>> Begin TEXT SHOWN

On this page:
empty-list?
nonempty-list?
list-first
list-rest
list-ref-safe
list-size
list-insert
list-contains?
list-append
list-reverse
empty-list
into-list
into-reversed-list
append-into-list
7.4

4.2 Lists

 (require rebellion/collection/list) package: rebellion

The rebellion/collection/list library is a small wrapper module designed to provide a more modern and conventional interface to standard Racket lists. Additionally, it provides a few utilities for integrating lists with some of Rebellion’s standard abstractions, such as reducers. No attempt is made to wrap every possible list-related function or rename every export of racket/list, as many of these operations are better expressed in terms of generic sequences, for loops, and reducers rather than lists specifically.

>> End TEXT SHOWN

§ GIVEN TASK 1: Print everything in the list library documentation from "list-append" down to "than lists specifically.".
§ GIVEN TASK 2: Translate this sentence from the list library documentation into Spanish: "Additionally, it provides a few utilities for integrating lists with some of Rebellion’s standard abstractions, such as reducers."
§ GIVEN TASK 3: According to the list library documentation, what is the rebellion/collection/list library designed to provide?

>> Begin ENTRIES SUPPLIED

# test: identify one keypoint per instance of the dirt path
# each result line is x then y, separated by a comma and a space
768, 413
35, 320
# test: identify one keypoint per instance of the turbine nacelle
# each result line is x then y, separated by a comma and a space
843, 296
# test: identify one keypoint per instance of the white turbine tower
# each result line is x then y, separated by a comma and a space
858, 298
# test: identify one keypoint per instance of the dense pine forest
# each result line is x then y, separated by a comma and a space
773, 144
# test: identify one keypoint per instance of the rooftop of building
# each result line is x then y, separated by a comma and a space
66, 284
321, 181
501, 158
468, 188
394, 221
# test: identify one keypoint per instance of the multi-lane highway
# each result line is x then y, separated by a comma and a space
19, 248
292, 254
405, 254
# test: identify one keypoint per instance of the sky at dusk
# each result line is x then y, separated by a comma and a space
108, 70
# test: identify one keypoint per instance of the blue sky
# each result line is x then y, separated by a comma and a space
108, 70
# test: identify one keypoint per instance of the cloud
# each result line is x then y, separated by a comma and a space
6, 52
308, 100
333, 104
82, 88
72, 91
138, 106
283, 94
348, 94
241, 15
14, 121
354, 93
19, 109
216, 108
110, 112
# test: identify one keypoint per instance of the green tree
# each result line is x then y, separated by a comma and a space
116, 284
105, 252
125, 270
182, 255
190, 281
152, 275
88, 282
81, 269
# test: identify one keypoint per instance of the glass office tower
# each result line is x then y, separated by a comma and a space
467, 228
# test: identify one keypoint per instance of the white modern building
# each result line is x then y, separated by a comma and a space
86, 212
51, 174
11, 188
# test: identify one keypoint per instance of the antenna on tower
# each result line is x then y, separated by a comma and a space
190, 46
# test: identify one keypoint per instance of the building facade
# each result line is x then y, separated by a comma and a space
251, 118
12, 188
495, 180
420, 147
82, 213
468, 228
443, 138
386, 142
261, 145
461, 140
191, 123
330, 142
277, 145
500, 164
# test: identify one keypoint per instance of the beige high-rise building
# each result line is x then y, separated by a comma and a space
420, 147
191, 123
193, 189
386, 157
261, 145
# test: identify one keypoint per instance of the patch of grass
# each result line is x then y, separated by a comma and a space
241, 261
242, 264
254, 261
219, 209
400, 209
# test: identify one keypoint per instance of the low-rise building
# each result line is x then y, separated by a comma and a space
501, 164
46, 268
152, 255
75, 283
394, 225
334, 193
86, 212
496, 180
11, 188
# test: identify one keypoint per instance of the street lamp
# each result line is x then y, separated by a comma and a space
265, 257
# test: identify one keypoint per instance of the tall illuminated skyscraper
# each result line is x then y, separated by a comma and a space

>> End ENTRIES SUPPLIED

§ SOLUTION 1:
list-append
list-reverse
empty-list
into-list
into-reversed-list
append-into-list
7.4

4.2 Lists

 (require rebellion/collection/list) package: rebellion

The rebellion/collection/list library is a small wrapper module designed to provide a more modern and conventional interface to standard Racket lists. Additionally, it provides a few utilities for integrating lists with some of Rebellion’s standard abstractions, such as reducers. No attempt is made to wrap every possible list-related function or rename every export of racket/list, as many of these operations are better expressed in terms of generic sequences, for loops, and reducers rather than lists specifically.

§ SOLUTION 2: Además, proporciona algunas utilidades para integrar las listas con algunas de las abstracciones estándar de Rebellion, como los reductores.

§ SOLUTION 3: A more modern and conventional interface to standard Racket lists.